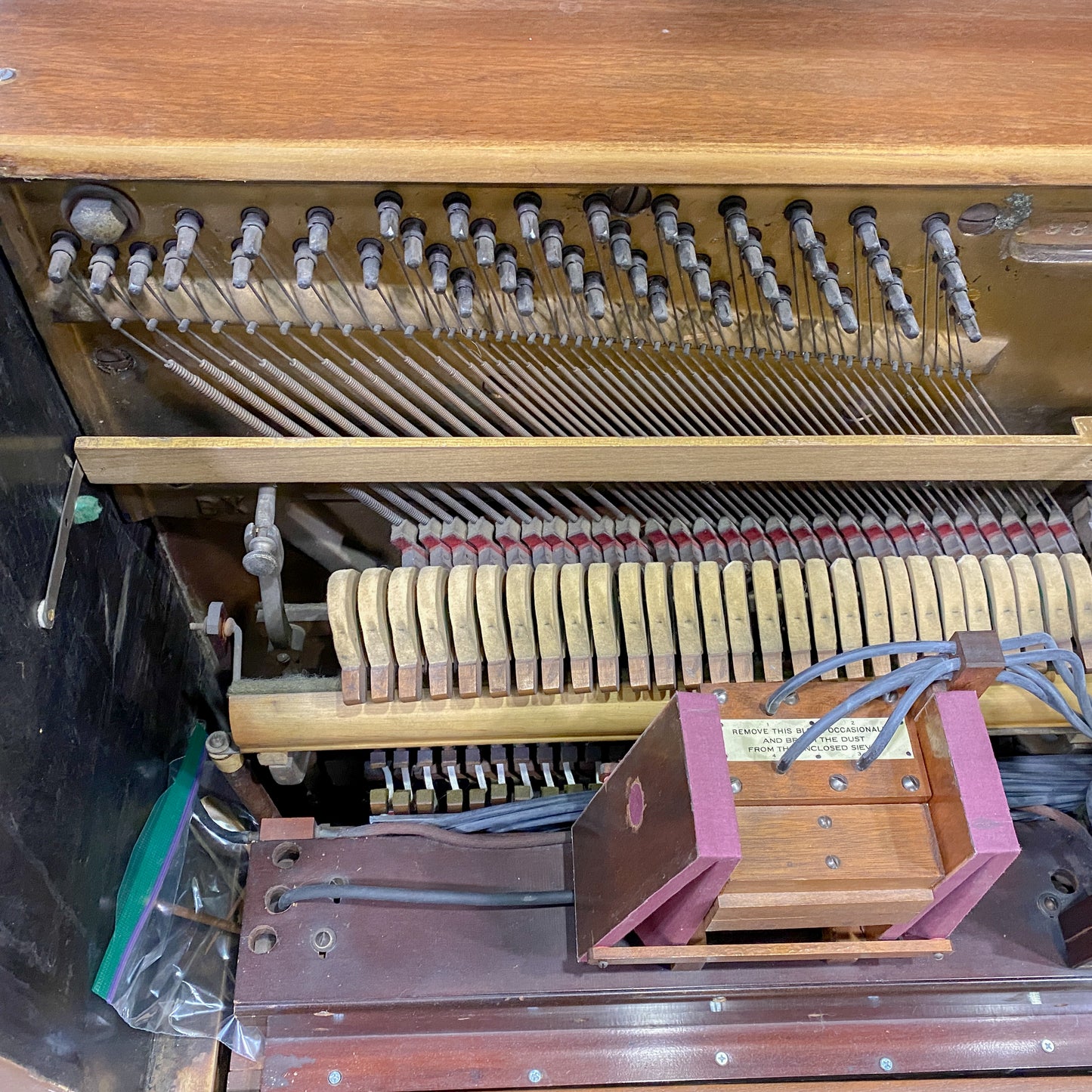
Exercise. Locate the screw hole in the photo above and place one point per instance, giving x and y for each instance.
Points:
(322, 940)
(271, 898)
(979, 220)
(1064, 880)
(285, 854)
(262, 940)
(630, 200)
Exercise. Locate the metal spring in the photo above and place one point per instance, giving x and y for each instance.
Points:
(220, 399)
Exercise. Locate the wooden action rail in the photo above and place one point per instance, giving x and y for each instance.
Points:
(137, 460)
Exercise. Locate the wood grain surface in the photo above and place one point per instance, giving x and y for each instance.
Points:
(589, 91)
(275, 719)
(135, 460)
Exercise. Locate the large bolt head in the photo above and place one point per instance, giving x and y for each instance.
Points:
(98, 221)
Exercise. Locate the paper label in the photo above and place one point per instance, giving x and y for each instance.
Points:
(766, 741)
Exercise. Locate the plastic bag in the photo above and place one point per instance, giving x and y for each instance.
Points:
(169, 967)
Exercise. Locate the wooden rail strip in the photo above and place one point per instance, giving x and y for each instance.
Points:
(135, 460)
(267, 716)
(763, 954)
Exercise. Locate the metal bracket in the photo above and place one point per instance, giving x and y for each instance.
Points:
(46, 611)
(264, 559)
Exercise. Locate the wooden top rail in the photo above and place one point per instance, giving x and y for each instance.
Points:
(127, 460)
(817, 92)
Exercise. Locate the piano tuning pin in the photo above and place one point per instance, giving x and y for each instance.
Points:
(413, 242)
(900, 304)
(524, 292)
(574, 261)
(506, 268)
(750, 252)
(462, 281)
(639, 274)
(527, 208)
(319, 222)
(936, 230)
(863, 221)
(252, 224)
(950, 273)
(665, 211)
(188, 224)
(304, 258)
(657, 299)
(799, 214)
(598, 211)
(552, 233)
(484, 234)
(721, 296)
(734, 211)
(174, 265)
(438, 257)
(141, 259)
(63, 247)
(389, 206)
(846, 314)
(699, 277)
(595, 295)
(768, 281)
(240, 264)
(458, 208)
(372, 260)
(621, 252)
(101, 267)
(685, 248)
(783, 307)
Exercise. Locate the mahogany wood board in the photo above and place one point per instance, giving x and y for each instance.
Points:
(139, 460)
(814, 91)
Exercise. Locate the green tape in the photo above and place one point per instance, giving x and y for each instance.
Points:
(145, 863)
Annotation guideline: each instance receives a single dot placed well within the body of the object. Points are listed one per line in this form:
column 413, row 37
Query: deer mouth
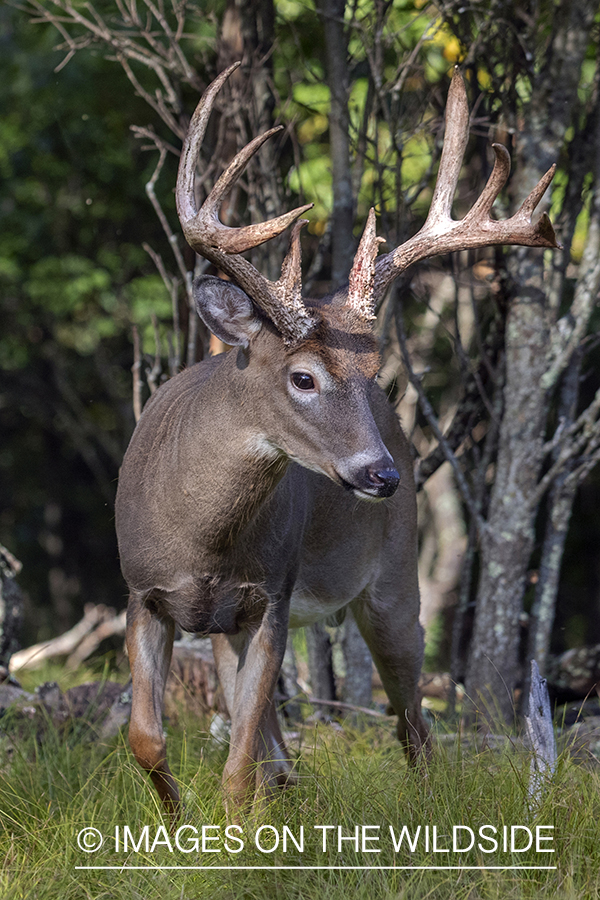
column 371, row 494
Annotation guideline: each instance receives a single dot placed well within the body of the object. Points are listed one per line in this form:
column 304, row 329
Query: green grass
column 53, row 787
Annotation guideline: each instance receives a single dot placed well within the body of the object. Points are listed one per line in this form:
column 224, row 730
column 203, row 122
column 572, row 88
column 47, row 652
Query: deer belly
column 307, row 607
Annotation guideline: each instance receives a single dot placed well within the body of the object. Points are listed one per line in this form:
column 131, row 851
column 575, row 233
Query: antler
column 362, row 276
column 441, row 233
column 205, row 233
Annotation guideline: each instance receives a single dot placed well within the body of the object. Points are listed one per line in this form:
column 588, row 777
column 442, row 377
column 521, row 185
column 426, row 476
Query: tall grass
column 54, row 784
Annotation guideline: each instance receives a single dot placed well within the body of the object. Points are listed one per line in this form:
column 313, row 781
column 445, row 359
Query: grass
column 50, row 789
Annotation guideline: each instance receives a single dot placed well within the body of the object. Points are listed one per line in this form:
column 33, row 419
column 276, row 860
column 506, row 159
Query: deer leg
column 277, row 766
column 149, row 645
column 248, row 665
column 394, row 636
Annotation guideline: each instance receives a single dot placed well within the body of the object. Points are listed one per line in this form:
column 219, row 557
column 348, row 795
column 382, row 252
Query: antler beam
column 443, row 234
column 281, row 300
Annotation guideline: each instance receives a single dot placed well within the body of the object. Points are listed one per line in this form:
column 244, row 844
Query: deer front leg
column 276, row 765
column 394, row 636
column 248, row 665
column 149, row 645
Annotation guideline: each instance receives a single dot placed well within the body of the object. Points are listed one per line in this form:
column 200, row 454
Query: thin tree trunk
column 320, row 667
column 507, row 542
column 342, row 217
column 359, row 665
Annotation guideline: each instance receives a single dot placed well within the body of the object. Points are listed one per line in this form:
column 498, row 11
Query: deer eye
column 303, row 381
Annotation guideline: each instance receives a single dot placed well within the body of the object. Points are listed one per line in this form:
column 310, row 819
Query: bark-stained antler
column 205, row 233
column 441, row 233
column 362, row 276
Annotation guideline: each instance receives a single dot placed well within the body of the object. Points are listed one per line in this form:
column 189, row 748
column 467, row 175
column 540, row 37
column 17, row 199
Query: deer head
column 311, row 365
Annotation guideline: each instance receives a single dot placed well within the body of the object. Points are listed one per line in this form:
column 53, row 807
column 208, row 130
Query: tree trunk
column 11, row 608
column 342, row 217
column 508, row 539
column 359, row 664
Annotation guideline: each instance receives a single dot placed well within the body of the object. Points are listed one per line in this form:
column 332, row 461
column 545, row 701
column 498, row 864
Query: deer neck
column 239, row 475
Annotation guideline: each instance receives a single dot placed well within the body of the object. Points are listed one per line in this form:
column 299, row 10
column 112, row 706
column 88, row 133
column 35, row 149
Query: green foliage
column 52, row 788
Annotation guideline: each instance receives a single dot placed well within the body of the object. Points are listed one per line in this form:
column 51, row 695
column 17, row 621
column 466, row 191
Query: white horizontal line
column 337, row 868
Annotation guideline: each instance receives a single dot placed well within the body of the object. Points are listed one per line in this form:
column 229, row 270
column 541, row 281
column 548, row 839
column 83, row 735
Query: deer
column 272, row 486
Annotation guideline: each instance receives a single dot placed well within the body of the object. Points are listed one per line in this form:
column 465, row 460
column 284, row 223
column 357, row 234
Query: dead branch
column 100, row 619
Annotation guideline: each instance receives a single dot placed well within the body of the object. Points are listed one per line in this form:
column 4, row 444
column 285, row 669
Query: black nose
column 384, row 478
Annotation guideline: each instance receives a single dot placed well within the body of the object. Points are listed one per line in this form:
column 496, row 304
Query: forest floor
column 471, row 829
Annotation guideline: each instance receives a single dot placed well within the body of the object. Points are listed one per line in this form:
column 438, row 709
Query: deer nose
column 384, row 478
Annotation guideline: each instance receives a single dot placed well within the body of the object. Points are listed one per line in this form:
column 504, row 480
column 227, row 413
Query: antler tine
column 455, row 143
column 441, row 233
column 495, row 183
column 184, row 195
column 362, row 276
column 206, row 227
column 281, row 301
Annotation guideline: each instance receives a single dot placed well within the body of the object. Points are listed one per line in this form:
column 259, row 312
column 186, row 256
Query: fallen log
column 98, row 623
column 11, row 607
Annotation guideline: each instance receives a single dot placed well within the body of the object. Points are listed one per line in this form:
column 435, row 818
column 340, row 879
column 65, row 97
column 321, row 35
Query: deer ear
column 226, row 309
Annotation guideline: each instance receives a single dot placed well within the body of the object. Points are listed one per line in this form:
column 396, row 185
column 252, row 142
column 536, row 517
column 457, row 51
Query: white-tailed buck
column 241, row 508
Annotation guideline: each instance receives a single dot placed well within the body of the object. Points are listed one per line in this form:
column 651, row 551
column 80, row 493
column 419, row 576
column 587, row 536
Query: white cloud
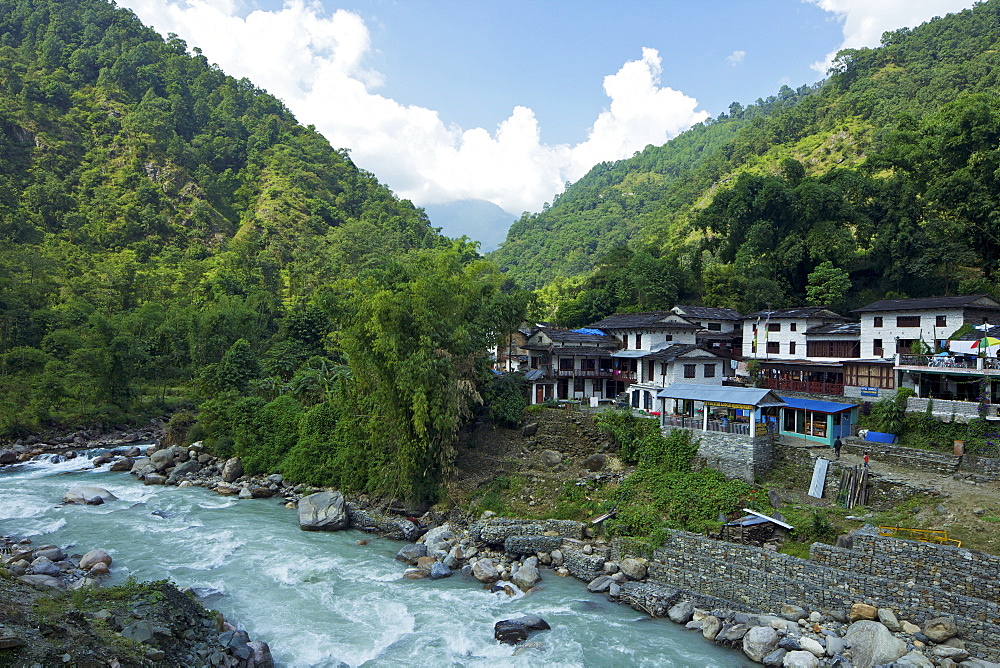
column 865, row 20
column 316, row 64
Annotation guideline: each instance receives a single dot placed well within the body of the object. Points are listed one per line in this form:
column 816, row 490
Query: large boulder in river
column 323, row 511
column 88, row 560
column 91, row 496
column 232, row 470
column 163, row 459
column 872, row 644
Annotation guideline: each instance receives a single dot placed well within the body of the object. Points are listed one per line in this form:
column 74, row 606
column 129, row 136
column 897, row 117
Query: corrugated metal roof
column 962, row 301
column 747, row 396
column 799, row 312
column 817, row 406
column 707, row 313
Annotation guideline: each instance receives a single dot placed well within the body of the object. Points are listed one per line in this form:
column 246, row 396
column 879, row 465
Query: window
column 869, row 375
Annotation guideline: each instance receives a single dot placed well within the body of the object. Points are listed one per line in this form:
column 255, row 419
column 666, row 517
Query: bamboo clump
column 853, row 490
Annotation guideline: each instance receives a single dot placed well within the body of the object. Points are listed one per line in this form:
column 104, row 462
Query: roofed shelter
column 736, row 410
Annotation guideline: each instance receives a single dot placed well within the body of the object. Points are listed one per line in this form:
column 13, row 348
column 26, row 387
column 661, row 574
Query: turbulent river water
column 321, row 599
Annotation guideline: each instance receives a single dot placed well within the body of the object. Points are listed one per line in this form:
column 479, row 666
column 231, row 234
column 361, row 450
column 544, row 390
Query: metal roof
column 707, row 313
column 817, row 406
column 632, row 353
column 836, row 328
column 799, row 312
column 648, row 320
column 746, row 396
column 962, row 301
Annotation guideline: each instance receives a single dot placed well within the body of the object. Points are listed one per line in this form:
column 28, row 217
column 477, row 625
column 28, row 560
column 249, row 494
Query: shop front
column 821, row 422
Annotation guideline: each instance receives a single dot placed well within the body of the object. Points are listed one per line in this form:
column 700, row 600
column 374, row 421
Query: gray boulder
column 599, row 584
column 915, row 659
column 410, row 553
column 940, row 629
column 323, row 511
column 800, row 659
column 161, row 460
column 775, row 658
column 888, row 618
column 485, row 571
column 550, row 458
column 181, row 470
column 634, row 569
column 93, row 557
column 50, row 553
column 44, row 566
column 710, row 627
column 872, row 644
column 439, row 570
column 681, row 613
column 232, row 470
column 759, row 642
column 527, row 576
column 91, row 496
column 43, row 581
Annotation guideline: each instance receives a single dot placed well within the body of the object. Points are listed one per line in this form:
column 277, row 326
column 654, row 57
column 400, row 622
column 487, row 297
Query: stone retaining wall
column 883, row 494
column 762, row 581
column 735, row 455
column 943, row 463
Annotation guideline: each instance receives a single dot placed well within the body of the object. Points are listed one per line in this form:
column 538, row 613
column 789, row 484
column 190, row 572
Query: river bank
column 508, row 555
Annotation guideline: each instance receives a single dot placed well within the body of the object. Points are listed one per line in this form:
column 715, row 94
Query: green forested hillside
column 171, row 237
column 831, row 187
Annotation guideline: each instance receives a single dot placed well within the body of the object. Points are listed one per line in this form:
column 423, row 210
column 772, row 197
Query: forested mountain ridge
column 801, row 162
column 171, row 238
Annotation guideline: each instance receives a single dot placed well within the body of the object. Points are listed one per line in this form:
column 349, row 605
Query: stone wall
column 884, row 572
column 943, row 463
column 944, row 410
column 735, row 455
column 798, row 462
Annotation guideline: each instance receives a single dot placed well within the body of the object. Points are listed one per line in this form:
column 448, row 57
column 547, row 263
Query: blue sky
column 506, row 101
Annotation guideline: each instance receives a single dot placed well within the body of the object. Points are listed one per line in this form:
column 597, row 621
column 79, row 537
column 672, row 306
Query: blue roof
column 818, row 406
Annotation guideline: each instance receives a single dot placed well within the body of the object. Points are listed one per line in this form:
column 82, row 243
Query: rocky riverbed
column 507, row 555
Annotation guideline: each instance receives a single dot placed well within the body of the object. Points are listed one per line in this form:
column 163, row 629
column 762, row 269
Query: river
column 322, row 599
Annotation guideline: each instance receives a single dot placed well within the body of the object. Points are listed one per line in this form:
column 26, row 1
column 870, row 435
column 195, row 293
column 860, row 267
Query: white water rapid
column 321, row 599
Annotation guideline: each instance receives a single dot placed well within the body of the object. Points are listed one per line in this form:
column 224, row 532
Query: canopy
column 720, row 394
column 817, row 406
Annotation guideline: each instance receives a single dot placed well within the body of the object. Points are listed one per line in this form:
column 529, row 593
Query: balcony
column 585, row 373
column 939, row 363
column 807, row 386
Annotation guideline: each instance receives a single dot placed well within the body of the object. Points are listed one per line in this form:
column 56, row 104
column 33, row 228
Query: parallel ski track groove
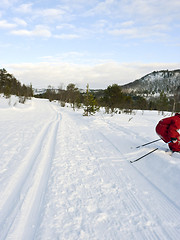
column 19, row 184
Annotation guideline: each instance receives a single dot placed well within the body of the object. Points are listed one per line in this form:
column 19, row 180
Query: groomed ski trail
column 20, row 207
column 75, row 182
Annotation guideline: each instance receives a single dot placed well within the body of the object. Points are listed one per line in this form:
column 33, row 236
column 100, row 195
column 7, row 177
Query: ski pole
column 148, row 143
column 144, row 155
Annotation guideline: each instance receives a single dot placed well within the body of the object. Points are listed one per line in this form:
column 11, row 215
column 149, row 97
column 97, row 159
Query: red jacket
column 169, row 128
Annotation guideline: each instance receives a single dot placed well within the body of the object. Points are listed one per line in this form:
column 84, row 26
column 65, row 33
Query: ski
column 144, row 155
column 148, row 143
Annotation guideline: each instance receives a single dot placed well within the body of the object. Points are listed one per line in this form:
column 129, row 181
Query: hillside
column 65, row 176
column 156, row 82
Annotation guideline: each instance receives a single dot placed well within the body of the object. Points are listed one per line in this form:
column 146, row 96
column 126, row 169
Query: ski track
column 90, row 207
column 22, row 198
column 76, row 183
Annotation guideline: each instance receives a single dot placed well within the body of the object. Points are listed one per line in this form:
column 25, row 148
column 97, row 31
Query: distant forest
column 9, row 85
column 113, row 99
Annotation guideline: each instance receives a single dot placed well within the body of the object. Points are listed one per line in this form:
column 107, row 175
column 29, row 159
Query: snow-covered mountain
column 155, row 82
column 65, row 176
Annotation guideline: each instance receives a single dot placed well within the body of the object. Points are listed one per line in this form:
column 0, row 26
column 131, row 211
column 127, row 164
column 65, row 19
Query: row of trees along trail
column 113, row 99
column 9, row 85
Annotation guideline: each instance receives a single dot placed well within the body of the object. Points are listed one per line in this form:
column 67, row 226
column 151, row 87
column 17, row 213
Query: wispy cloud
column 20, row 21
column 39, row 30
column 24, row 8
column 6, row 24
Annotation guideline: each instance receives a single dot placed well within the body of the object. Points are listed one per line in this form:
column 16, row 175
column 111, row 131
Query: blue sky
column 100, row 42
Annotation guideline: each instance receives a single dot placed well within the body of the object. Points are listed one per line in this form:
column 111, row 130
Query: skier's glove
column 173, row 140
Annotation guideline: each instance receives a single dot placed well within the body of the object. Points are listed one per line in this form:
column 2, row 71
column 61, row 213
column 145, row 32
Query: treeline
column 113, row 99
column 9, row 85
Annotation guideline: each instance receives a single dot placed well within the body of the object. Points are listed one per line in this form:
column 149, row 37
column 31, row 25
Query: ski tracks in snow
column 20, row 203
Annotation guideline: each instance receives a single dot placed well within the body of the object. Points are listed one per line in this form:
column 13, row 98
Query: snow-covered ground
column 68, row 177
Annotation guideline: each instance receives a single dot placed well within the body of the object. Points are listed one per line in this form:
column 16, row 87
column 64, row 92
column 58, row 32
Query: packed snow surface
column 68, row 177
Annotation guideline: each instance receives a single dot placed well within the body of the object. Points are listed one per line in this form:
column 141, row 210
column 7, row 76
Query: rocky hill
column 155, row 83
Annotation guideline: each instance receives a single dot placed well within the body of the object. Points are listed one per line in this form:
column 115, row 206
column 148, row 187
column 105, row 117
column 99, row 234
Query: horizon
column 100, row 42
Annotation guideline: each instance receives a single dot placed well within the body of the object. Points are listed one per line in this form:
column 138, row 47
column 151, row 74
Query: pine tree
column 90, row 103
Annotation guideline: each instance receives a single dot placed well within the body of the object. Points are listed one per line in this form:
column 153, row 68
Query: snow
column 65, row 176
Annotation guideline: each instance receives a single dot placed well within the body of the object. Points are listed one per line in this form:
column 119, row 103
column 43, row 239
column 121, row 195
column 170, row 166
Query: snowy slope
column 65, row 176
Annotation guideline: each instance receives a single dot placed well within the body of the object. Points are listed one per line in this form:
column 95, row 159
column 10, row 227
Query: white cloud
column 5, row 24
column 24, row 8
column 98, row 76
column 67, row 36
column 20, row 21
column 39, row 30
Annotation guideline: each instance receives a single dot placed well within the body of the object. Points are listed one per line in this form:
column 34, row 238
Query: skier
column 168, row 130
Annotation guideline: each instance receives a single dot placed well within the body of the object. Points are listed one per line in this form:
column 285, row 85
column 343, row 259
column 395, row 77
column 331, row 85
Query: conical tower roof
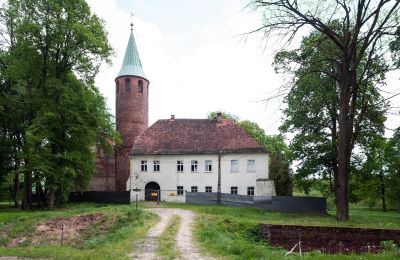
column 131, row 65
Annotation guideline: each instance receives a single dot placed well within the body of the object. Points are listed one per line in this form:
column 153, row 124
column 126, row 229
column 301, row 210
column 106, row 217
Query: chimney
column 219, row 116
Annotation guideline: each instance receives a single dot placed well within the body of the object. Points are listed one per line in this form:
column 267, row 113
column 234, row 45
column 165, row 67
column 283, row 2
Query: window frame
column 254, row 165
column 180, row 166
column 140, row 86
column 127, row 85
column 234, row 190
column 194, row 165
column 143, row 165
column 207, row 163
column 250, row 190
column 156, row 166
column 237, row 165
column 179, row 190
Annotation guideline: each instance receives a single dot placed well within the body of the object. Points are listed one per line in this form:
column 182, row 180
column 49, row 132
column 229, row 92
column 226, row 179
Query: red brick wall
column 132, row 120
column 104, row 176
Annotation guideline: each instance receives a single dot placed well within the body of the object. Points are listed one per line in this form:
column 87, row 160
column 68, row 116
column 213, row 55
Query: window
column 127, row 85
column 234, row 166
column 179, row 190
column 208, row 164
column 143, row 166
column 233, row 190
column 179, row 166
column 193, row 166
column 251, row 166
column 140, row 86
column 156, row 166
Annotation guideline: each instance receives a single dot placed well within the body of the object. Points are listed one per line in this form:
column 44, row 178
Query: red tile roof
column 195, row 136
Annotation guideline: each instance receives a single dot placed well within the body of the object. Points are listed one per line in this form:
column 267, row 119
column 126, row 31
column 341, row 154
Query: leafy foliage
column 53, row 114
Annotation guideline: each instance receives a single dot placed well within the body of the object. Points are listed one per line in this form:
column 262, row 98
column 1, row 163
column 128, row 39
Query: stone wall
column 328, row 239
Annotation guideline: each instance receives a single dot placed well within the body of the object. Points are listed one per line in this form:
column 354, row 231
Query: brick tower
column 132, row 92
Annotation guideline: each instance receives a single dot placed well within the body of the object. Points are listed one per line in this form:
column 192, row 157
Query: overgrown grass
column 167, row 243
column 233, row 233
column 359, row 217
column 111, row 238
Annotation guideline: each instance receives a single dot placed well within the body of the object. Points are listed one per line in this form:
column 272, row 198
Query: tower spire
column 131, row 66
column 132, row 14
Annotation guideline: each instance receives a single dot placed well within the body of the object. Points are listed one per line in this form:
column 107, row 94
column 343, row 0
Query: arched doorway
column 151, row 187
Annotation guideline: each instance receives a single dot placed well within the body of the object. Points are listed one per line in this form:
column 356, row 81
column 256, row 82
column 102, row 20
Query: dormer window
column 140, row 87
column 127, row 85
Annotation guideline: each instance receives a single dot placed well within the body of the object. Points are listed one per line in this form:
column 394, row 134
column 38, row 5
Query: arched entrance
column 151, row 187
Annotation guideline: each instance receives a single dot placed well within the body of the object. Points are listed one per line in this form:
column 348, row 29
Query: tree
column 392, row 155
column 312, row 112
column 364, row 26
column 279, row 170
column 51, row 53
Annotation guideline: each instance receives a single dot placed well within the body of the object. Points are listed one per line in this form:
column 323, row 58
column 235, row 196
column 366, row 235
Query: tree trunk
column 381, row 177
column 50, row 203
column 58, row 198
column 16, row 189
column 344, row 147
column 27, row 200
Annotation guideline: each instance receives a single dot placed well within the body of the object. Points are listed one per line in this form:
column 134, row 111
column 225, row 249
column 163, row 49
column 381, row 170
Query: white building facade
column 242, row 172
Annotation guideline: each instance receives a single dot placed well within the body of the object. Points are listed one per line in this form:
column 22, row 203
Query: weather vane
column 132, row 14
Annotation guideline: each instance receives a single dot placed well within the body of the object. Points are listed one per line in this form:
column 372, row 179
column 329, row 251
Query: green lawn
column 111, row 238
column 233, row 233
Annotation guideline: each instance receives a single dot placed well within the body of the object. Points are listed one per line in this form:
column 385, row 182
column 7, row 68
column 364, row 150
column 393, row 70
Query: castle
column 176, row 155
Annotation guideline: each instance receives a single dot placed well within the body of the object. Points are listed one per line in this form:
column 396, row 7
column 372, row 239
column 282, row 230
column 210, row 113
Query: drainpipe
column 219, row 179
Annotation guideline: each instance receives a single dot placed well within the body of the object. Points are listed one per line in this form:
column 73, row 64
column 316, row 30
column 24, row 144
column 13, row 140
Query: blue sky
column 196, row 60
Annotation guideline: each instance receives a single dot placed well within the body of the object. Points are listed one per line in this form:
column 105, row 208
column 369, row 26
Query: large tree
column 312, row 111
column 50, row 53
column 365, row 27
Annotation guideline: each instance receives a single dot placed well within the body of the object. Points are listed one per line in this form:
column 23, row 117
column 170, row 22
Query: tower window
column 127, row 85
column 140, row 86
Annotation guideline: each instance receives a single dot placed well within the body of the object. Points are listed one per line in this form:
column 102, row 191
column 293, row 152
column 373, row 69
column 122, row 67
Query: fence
****************
Count the lines in the records above that contain the string "brick", and give only the number. Case counts.

2